- **Dataset excerpts**:
+---+
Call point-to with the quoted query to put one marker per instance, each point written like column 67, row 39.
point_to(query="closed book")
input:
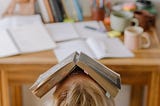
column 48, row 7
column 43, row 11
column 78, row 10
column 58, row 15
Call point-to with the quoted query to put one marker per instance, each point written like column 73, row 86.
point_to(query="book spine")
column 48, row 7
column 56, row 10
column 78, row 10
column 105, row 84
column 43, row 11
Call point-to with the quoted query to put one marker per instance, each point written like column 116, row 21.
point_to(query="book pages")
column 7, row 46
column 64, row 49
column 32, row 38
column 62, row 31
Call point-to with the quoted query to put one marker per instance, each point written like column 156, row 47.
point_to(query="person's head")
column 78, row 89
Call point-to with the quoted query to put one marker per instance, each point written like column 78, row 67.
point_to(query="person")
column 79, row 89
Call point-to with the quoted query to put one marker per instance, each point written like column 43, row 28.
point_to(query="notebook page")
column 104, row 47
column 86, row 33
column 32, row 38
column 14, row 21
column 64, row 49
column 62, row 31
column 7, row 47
+---+
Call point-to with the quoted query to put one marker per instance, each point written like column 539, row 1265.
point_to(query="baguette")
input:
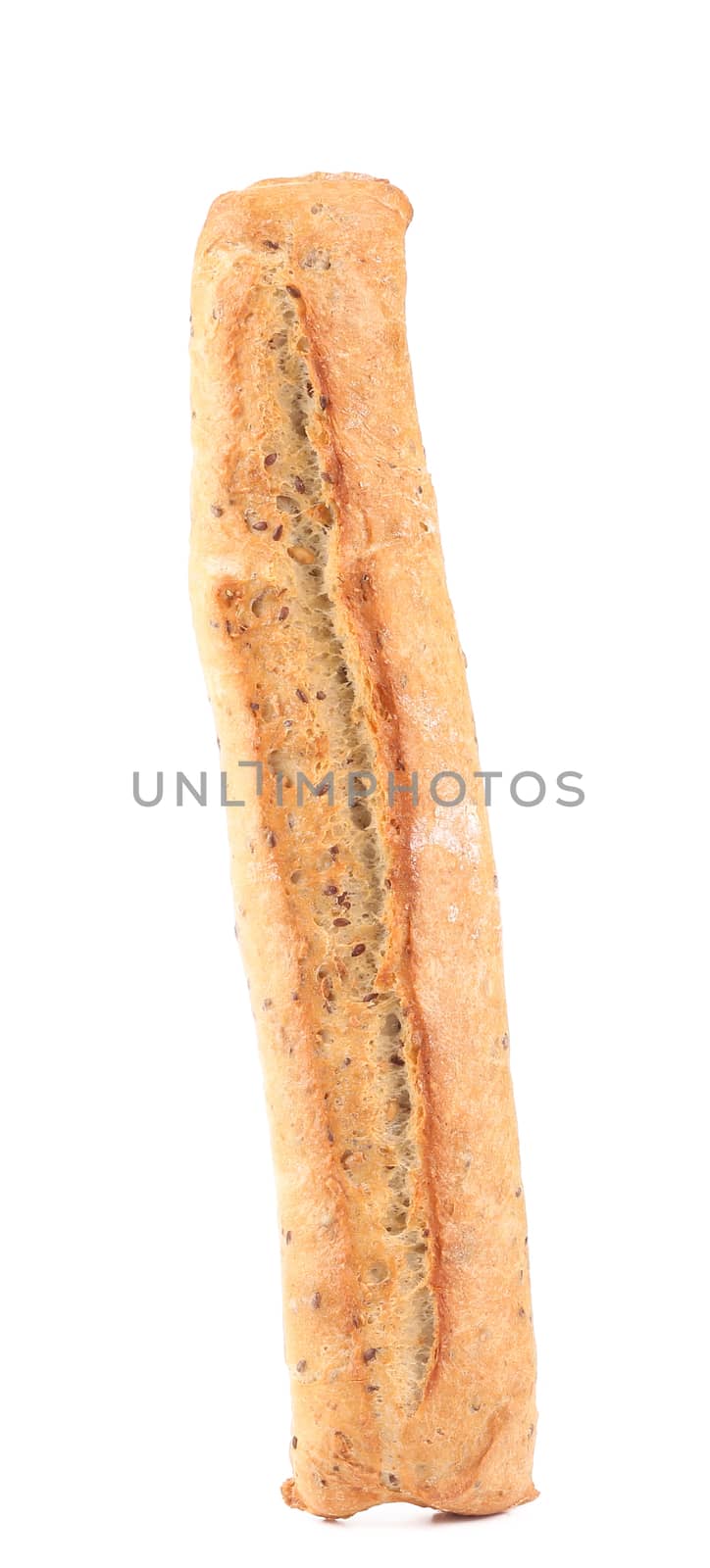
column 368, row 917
+---+
- **What is needed**:
Your task for the entries above: copy exactly the span starting with the line with "73, row 86." and going on through the line with "116, row 21.", both lines included, and nothing else.

- **Finished task**:
Call point-to with the quoted query to put one marker per instance, each point written like column 73, row 86.
point_to(query="book spine")
column 48, row 7
column 56, row 10
column 78, row 10
column 105, row 84
column 43, row 11
Call point-to with the quoted query to put one marker per instance, each point written like column 116, row 21.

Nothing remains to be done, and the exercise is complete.